-- READING PASSAGE follows --

Keeping track of information helps

The Baltimore Sun

Just in the past few weeks: My wife, Georgina, and I made new investments with the money from maturing certificates of deposit. Our local telephone bill started coming from AT&T; Inc., the new name for BellSouth. The customer service number for our long-distance carrier changed. We switched Internet service providers and have a new account number.

All these changes have been duly recorded in the regularly updated and arguably most important document I keep - a lengthy file (at last count, 6,382 words) titled, "Read This If I Am Dead."

Meant for Georgina and our daughter, Veronica - but also invaluable to me by keeping important information in one place - this document:

Lists all our accounts and assets, including our home, credit cards and insurance policies, with a basic description, account numbers and contact information, including passwords when required.

Identifies individuals and organizations to be contacted when I die (for example, professional advisers and the Social Security Administration).

Tells where our important documents are, including insurance policies, birth certificates, Social Security cards, wills, living wills, health care proxies and our final wishes for simple and inexpensive funerals.

Gives information on matters that may seem trivial but could cause needless frustration in times of grief, such as how to run the sprinkler system.

And going beyond cold facts, this document allows me to write a personal farewell to my loved ones and my wish that they continue to lead full, happy lives as the best way to honor my memory.

-- READING PASSAGE concluded --
-- LISTED RECORDS follows --

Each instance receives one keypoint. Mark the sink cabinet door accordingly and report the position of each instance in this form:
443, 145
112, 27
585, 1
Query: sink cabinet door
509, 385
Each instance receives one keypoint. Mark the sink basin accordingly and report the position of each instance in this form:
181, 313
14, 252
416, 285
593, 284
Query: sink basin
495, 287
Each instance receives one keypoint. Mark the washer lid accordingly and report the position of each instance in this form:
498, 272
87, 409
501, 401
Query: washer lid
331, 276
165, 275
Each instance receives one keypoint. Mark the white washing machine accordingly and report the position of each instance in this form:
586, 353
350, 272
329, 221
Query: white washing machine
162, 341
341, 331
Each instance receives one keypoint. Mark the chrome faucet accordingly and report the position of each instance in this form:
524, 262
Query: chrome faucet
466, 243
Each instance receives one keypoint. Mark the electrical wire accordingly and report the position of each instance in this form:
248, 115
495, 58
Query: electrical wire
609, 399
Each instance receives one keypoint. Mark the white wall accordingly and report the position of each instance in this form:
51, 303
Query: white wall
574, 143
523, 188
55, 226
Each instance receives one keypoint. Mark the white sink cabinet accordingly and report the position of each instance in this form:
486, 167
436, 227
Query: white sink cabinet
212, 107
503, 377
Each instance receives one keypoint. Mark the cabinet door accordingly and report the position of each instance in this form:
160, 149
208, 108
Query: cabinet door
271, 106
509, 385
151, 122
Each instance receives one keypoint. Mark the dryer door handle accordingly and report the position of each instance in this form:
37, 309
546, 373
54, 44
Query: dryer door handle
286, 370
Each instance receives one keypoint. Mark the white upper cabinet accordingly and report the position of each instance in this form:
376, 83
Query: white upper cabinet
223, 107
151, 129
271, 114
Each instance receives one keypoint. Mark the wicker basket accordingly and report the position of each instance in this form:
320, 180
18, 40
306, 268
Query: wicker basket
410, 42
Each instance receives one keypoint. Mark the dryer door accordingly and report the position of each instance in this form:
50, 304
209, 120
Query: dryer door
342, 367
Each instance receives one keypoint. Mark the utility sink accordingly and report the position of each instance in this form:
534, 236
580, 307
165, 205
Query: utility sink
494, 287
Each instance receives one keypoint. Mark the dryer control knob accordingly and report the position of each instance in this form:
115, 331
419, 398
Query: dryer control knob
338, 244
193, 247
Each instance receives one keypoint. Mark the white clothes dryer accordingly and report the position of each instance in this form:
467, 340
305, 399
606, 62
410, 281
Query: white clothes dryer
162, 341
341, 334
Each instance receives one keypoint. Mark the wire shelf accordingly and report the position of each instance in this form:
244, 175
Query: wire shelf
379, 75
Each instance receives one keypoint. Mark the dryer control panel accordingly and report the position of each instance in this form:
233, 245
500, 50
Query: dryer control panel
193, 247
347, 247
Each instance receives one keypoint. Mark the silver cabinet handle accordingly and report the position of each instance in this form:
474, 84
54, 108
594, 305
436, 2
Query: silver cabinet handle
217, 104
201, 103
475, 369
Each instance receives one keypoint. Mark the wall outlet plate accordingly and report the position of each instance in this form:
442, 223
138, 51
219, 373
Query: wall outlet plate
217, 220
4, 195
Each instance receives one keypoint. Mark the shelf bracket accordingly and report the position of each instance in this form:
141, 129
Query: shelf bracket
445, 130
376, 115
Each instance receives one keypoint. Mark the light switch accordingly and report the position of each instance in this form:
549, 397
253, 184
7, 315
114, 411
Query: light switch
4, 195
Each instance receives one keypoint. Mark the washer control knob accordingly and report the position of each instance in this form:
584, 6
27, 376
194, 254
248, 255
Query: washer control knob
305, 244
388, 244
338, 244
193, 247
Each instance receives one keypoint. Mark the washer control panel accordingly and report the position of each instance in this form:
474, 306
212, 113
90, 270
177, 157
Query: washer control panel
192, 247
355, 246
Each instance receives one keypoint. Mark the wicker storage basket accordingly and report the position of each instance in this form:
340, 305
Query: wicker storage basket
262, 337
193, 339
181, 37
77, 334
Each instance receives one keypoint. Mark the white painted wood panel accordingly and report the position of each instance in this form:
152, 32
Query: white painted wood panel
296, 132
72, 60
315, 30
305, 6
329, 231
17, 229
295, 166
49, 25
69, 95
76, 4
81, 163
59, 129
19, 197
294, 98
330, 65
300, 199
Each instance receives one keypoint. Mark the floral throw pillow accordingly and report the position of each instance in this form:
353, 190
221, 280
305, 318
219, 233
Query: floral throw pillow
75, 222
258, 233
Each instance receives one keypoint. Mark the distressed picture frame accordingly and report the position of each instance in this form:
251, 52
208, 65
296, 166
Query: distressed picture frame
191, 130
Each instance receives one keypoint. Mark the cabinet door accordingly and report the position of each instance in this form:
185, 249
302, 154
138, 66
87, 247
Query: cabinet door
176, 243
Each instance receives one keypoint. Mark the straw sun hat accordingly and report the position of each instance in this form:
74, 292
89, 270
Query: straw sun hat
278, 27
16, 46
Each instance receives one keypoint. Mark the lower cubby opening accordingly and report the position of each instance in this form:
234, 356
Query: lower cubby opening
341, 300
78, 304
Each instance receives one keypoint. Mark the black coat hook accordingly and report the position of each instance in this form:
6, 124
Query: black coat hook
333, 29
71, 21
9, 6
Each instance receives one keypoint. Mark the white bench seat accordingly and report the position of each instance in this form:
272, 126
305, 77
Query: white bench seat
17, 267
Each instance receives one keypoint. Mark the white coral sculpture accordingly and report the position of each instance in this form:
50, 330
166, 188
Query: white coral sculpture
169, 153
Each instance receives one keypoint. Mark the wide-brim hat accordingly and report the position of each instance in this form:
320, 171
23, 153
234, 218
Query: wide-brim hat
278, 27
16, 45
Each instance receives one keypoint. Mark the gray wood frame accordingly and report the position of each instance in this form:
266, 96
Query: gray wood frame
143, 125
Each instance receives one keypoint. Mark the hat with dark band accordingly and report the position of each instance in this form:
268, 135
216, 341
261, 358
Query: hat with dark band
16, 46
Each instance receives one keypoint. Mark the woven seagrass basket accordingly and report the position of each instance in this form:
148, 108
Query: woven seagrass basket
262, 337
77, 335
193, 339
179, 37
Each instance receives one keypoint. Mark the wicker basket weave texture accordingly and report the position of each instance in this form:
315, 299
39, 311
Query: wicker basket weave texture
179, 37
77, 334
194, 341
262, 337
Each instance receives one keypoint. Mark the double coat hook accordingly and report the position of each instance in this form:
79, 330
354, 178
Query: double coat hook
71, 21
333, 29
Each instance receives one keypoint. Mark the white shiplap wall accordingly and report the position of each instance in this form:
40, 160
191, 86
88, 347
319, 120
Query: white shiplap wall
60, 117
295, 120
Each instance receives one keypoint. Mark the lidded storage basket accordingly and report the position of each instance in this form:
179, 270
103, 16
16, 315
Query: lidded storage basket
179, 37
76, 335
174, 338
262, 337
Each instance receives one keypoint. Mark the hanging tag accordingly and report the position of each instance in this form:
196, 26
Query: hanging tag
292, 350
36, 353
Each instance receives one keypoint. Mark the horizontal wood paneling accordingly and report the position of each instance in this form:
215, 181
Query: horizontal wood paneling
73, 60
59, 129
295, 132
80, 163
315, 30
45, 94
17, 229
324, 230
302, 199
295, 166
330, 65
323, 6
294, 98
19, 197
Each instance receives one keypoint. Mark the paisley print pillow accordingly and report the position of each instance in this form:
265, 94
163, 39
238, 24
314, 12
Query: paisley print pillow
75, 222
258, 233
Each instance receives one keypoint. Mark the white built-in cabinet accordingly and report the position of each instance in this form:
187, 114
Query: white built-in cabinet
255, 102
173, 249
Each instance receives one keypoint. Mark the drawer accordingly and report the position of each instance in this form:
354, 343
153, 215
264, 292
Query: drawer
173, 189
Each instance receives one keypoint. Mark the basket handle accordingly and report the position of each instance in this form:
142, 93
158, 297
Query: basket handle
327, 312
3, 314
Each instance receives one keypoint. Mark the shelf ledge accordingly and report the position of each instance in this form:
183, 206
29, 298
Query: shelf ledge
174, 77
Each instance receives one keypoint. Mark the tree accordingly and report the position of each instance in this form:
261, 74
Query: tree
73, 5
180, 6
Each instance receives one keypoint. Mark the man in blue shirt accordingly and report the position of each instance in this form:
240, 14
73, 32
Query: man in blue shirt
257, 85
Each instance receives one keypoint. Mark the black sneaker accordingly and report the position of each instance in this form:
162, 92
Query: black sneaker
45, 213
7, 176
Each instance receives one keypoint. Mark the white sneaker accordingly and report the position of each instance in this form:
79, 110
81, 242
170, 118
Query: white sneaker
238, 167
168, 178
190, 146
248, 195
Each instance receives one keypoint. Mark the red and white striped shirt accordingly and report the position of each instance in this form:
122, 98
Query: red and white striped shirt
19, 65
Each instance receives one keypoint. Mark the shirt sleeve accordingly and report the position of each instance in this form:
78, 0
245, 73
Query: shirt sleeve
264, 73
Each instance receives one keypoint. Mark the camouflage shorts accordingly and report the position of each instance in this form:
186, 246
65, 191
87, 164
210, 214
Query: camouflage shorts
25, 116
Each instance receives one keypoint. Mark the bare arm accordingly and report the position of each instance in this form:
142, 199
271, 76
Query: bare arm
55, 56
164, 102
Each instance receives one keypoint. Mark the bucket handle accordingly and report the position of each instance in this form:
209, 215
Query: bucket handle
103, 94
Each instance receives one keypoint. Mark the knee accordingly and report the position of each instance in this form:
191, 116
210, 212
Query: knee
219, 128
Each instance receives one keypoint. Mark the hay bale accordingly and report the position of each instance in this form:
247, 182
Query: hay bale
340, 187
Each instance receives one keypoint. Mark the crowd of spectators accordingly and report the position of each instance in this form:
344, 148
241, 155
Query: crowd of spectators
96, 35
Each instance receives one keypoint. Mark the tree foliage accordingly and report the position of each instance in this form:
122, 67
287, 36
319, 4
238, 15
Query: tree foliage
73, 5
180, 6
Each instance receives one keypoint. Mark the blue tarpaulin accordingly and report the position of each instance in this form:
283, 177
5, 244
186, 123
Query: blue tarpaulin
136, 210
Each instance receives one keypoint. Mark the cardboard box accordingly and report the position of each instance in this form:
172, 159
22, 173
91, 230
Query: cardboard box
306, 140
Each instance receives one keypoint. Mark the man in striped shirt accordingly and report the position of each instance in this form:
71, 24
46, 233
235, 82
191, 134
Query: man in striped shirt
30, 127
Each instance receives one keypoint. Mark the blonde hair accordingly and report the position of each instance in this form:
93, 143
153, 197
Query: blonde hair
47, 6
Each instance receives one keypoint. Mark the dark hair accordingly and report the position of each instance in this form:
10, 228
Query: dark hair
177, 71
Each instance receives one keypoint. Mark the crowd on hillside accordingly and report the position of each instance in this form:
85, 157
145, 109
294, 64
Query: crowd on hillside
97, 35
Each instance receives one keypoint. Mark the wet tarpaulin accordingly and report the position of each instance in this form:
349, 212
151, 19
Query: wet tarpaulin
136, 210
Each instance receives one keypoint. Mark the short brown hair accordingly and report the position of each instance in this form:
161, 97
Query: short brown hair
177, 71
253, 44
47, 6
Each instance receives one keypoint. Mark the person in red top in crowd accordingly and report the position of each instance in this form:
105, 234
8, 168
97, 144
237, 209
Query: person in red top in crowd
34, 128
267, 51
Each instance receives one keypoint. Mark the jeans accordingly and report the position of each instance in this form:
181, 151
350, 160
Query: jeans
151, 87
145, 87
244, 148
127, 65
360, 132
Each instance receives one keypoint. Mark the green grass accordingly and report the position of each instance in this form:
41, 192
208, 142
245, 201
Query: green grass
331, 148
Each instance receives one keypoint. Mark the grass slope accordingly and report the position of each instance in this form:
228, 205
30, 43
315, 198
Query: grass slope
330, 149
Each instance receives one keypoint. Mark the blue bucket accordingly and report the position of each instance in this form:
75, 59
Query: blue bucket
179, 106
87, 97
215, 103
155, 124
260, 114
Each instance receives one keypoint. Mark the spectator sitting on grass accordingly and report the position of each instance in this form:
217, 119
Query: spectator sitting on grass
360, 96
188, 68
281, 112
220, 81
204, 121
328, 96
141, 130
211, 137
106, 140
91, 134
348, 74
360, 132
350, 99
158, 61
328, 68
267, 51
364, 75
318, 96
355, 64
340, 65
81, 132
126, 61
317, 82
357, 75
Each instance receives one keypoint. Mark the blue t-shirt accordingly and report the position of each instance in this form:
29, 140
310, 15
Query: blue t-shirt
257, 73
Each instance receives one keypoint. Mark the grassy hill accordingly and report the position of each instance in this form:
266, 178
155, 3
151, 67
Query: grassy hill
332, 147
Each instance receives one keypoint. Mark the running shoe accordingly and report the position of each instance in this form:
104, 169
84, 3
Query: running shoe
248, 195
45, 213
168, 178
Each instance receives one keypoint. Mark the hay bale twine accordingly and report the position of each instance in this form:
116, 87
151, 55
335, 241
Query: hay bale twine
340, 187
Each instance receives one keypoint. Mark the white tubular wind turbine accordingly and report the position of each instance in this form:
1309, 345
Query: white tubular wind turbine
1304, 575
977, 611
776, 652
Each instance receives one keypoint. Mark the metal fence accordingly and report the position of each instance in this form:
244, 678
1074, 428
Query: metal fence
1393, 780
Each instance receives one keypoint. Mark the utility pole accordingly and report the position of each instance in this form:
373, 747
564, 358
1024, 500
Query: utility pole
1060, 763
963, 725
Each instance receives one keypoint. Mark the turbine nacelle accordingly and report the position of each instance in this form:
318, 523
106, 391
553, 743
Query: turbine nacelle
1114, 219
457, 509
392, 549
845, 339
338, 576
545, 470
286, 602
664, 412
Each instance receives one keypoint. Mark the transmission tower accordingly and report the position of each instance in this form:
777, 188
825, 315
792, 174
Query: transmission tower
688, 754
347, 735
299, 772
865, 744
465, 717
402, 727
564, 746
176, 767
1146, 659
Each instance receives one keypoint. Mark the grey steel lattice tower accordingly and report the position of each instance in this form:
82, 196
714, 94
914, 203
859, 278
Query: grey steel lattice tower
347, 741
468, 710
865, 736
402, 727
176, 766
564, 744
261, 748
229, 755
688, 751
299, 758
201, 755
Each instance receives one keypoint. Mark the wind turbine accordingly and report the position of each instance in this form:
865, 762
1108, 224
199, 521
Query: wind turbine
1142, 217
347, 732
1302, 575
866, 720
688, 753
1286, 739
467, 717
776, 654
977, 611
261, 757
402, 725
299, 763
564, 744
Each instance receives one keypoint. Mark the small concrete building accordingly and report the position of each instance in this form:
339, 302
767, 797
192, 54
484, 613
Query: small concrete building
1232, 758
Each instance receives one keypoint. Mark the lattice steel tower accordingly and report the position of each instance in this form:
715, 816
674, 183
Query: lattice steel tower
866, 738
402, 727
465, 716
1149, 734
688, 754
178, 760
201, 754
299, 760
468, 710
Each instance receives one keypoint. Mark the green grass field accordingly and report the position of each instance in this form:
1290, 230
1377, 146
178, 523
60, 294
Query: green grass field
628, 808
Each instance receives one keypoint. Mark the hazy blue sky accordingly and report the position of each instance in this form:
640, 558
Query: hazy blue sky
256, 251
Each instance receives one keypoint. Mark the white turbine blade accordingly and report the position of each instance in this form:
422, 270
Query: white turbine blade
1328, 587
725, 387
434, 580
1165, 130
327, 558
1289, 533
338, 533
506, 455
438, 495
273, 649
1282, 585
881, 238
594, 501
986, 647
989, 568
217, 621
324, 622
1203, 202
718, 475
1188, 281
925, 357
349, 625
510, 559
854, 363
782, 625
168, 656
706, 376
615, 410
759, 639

-- LISTED RECORDS concluded --

* _TASK A_: Update the article from "Lists all our" to "the sprinkler system.", inclusive, replacing "sprinkler system" with "security alarm".
* _TASK B_: List the changes the article says took place in the past few weeks.
The lines are not needed for this work.

* _ANSWER BOX A_:
Lists all our accounts and assets, including our home, credit cards and insurance policies, with a basic description, account numbers and contact information, including passwords when required.

Identifies individuals and organizations to be contacted when I die (for example, professional advisers and the Social Security Administration).

Tells where our important documents are, including insurance policies, birth certificates, Social Security cards, wills, living wills, health care proxies and our final wishes for simple and inexpensive funerals.

Gives information on matters that may seem trivial but could cause needless frustration in times of grief, such as how to run the security alarm.

* _ANSWER BOX B_:
- New investments were made with the money from maturing certificates of deposit.
- The local telephone bill started coming from AT&T; Inc., the new name for BellSouth.
- The customer service number for the long-distance carrier changed.
- They switched Internet service providers and have a new account number.